**What you have to do:** Transcribe each of the lines below word for word, omitting any pictures from your copy.

**Extracted data entries:**
** BEGIN **
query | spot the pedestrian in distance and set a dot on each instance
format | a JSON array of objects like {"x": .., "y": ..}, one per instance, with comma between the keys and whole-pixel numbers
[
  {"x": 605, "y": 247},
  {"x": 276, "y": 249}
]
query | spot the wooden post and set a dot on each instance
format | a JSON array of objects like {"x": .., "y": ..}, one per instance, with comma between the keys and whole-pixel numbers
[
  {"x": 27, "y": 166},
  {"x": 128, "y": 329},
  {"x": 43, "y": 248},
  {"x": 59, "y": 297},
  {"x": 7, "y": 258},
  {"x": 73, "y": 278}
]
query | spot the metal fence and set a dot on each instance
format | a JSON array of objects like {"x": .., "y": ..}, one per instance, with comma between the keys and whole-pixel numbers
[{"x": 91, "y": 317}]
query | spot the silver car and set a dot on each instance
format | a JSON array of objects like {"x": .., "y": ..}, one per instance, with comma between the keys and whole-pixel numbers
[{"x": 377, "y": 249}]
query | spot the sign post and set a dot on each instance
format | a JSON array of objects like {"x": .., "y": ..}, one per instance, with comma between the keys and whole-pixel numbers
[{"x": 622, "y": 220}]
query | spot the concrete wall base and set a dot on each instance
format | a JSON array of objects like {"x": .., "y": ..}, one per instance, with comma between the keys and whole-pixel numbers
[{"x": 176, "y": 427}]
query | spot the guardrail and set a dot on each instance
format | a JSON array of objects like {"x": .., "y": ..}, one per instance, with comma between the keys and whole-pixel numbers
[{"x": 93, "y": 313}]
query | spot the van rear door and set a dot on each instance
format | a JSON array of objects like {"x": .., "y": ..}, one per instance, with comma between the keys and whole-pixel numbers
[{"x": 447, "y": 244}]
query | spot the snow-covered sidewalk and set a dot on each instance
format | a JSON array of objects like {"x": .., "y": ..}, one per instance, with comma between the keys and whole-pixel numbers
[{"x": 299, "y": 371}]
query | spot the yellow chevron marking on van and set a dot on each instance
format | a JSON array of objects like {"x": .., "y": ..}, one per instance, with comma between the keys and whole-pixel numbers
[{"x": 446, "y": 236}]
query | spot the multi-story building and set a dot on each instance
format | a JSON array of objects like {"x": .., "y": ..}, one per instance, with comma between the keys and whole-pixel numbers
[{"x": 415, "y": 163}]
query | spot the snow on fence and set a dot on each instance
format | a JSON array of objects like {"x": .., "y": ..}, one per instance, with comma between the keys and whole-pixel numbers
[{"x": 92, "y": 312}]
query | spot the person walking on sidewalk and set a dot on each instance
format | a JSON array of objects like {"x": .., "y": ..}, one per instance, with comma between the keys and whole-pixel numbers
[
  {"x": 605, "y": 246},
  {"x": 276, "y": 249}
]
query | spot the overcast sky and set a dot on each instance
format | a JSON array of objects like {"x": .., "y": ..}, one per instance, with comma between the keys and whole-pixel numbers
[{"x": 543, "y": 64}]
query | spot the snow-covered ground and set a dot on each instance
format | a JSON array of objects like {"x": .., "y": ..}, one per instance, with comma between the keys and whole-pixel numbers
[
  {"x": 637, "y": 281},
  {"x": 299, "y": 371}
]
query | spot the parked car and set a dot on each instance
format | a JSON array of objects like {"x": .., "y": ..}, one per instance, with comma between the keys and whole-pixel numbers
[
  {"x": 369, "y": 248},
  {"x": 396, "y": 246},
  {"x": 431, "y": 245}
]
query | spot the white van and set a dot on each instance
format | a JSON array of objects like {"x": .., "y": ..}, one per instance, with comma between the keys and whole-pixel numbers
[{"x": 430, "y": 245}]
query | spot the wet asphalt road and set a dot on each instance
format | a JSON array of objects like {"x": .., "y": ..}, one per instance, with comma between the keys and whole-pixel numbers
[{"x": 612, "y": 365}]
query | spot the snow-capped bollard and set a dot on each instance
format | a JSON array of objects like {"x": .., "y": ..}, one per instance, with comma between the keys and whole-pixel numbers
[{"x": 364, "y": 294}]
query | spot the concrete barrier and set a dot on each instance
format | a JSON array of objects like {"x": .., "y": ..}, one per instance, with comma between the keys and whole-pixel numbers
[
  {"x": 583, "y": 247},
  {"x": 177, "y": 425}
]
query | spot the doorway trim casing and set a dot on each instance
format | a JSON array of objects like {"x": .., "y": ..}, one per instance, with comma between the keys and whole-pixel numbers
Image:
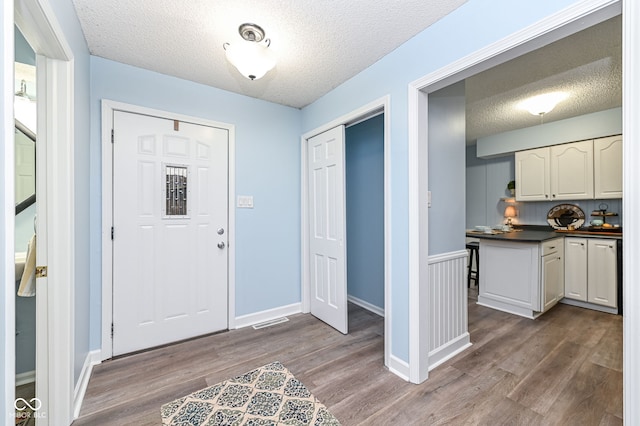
** END **
**Response to this task:**
query | spot the pedestrian in distance and set a dot on each instance
format | a JSON array of objects like {"x": .., "y": ..}, one per instance, with comma between the keys and whole-pixel numbers
[
  {"x": 605, "y": 247},
  {"x": 276, "y": 249}
]
query | spot the wooden post and set a dot on each instance
format | a JSON array of objects like {"x": .., "y": ..}, one per instance, with comma between the keys and whole-pixel numbers
[
  {"x": 27, "y": 166},
  {"x": 128, "y": 329},
  {"x": 43, "y": 248},
  {"x": 59, "y": 297},
  {"x": 7, "y": 258},
  {"x": 73, "y": 278}
]
query | spot the metal fence and set a dot on each instance
format | a JSON array of objects like {"x": .., "y": ..}, one per instance, with comma between the keys and whole-pixel numbers
[{"x": 91, "y": 317}]
query | spot the silver car and set a dot on each instance
format | a JSON array of objects like {"x": .., "y": ..}, one per instance, with comma between the keys and whole-pixel numbers
[{"x": 377, "y": 249}]
query | spot the sign post and set a dot on each instance
format | a JSON array of objects like {"x": .., "y": ..}, one per instance, with comma between the keys and whole-pixel numbers
[{"x": 622, "y": 220}]
query | spot the concrete wall base and set a dot on each instance
format | a JSON array of objects like {"x": .., "y": ..}, one per instance, with comma between the keys and whole-pixel numbers
[{"x": 176, "y": 427}]
query | spot the guardrail and set a dot on each instance
format | a JSON array of objects like {"x": .., "y": ..}, one per instance, with comma between the keys and whole-pixel numbers
[{"x": 93, "y": 313}]
query | spot the van rear door and set a dot on each instance
format | a JSON array of objects like {"x": .., "y": ..}, one per instance, with comma between the keys and whole-pixel numbers
[{"x": 447, "y": 244}]
query | spot the snow-covered sidewalk and set a dot on each instance
format | a JSON array of objects like {"x": .., "y": ..}, one per instance, with comma between the keys and whole-pixel numbers
[{"x": 299, "y": 371}]
query | spot the yellow chevron marking on van and set a dot on each instance
format | a JSON array of objects like {"x": .., "y": ..}, one per instance, with comma between the keys and whole-pixel numbers
[{"x": 446, "y": 236}]
query | spot the multi-story building and set a dot on each instance
format | a JSON array of objects like {"x": .., "y": ..}, one per instance, with comma between the keys and whole-pixel numbers
[{"x": 415, "y": 163}]
query | spot the snow on fence and set a dot on each instance
format | a JSON array of objects like {"x": .., "y": ..}, one per instance, with comma between the keys and whole-pixel numbers
[{"x": 92, "y": 312}]
query | spot the person walking on sidewalk and set a dot on each instance
format | a JSON array of objects like {"x": .., "y": ..}, one per instance, with comma between the keys and whole-pixel numbers
[
  {"x": 605, "y": 246},
  {"x": 276, "y": 249}
]
query | spot the overcast sky and set a dot on each instance
format | a JSON array of objects like {"x": .., "y": ..}, one per instance, with comma between the keys and whole-pixel numbers
[{"x": 543, "y": 64}]
query | spot the snow-covered ground and set a dot on each instance
format | a JSON array of objects like {"x": .., "y": ..}, one per instance, with comma between the keys and whole-pixel numbers
[
  {"x": 637, "y": 281},
  {"x": 299, "y": 371}
]
query | spot the parked car and set a dot on each instance
format | a JSON array of objects like {"x": .., "y": ..}, one per instance, with comma between the keys and whole-pixel numbers
[
  {"x": 369, "y": 248},
  {"x": 396, "y": 246},
  {"x": 431, "y": 245}
]
query | spot the white van and set a dot on each instance
format | a JSON array of objects like {"x": .., "y": ..}, one per instance, with comma between the keys and whole-pixel numbers
[{"x": 430, "y": 245}]
query | spot the wet asphalt road and set a dot on each instance
format | a JSON array of objects like {"x": .., "y": ..}, one per instance, with comma between the keys and whole-pixel numbers
[{"x": 612, "y": 365}]
query | spot the snow-capped bollard and set a dot on each instance
format | a JSON array of objects like {"x": .., "y": ..}, one per instance, with comma between the keys and whole-pixel numbers
[{"x": 364, "y": 294}]
query | spot the concrete barrier and set a dot on each instance
format | a JSON array of objects like {"x": .., "y": ..}, one per instance, with comma between the keys and whole-pixel numbers
[
  {"x": 583, "y": 247},
  {"x": 177, "y": 425}
]
query | spot the doorway trim casing and set a dot on each instance
format | a JSON array of objects like {"x": .., "y": ..}, one per instance, with comma between the keys and whole-pixel numbers
Image:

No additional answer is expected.